## Brief
Put every line of the entries below into a JSON list of strings, one string per line, with blank lines left out.

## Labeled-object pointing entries
* * * *
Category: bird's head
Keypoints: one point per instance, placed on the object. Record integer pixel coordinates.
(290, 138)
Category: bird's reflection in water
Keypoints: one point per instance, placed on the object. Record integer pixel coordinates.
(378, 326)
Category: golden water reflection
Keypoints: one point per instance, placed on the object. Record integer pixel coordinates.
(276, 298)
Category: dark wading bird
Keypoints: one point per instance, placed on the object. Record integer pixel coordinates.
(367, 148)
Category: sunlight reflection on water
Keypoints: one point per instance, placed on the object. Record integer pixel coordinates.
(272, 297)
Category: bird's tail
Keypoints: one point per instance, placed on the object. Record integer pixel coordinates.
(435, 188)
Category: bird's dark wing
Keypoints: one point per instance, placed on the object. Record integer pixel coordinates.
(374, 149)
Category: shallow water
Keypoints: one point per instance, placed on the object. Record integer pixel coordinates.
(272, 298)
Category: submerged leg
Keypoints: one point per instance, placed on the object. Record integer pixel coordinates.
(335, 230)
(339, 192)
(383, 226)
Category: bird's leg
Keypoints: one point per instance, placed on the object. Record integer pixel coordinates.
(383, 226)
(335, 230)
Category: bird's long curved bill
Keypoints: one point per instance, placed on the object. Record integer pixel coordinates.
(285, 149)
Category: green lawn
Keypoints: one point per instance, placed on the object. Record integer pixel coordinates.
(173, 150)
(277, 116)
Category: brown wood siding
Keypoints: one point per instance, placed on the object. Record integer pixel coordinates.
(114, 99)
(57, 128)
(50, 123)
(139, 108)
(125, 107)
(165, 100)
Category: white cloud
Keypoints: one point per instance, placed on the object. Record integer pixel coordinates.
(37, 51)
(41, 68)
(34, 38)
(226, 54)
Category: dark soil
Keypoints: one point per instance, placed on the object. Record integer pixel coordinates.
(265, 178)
* * * *
## Correct output
[
  "Category: bird's head",
  "Keypoints: one point per instance, placed on the object. Record integer pixel coordinates.",
  "(290, 138)",
  "Category: bird's reflection in water",
  "Keypoints: one point per instance, placed on the object. Record integer pixel coordinates.",
  "(378, 326)",
  "Category: golden water reflection",
  "Keypoints: one point per instance, placed on the object. Record integer pixel coordinates.",
  "(276, 298)",
  "Category: dark wading bird",
  "Keypoints: one point per instance, placed on the object. Record integer pixel coordinates.",
  "(367, 148)",
  "Category: sunlight reflection on water",
  "Keypoints: one point per instance, placed on the object. Record integer pixel coordinates.",
  "(272, 297)",
  "Category: bird's tail",
  "Keypoints: one point per instance, placed on the object. Record integer pixel coordinates.",
  "(435, 188)",
  "Category: bird's dark wing",
  "Keypoints: one point per instance, placed on the object. Record integer pixel coordinates.",
  "(374, 149)",
  "Category: shallow water",
  "Keypoints: one point per instance, placed on the object. Record integer pixel coordinates.",
  "(272, 298)",
  "Category: submerged leg",
  "Keypoints: one point per instance, placed on the object. Record integer pixel coordinates.",
  "(335, 230)",
  "(339, 192)",
  "(383, 226)",
  "Category: bird's leg",
  "Keypoints: one point per instance, placed on the object. Record integer pixel coordinates.",
  "(383, 226)",
  "(335, 230)",
  "Category: bird's long curved bill",
  "Keypoints: one point per instance, placed on the object. Record integer pixel coordinates.",
  "(285, 149)",
  "Category: green lawn",
  "Keypoints: one point per instance, placed on the object. Record integer pixel coordinates.",
  "(173, 150)",
  "(277, 116)",
  "Category: brown wood siding",
  "Keypoints: one point per instance, placed on the object. Record integer pixel coordinates.",
  "(114, 99)",
  "(57, 128)",
  "(50, 123)",
  "(139, 108)",
  "(125, 107)",
  "(165, 100)",
  "Category: white cloud",
  "Keypoints: one point per instance, placed on the object. Record integer pixel coordinates.",
  "(37, 51)",
  "(41, 68)",
  "(34, 38)",
  "(226, 54)",
  "Category: dark soil",
  "Keypoints: one point per instance, placed on the object. Record integer pixel coordinates.",
  "(265, 178)"
]